** Opening LISTED RECORDS block **
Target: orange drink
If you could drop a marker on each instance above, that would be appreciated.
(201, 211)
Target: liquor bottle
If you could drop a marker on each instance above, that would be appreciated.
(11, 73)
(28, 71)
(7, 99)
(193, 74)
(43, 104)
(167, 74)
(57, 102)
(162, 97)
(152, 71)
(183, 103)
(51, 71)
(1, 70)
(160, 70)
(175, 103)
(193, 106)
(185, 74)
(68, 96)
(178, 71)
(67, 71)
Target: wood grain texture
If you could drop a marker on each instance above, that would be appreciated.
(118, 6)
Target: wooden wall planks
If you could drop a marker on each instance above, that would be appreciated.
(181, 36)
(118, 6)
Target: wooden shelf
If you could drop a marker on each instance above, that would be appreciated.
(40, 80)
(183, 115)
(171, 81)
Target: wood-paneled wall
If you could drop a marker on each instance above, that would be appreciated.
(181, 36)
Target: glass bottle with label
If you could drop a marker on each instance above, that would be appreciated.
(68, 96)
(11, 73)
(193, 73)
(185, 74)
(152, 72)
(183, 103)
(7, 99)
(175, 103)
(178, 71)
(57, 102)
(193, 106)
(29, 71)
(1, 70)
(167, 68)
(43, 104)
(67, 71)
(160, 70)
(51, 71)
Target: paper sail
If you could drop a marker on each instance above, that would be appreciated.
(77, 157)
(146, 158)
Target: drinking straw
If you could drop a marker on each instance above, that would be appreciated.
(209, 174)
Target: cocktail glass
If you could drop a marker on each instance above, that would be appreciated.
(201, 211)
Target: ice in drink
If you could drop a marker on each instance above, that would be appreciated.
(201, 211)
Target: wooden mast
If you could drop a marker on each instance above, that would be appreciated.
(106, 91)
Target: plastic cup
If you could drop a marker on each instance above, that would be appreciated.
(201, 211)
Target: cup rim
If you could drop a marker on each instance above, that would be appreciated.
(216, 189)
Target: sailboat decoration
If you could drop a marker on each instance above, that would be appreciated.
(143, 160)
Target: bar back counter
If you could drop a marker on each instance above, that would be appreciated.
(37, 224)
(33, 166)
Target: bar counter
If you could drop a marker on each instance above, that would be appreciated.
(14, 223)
** Closing LISTED RECORDS block **
## EXERCISE BRIEF
The lines to output run from the one containing "Target: bar counter" through the last line of the records above; repeat them exactly and nothing more.

## TASK RESULT
Target: bar counter
If you could drop a marker on each instance above, that would be appreciated.
(14, 223)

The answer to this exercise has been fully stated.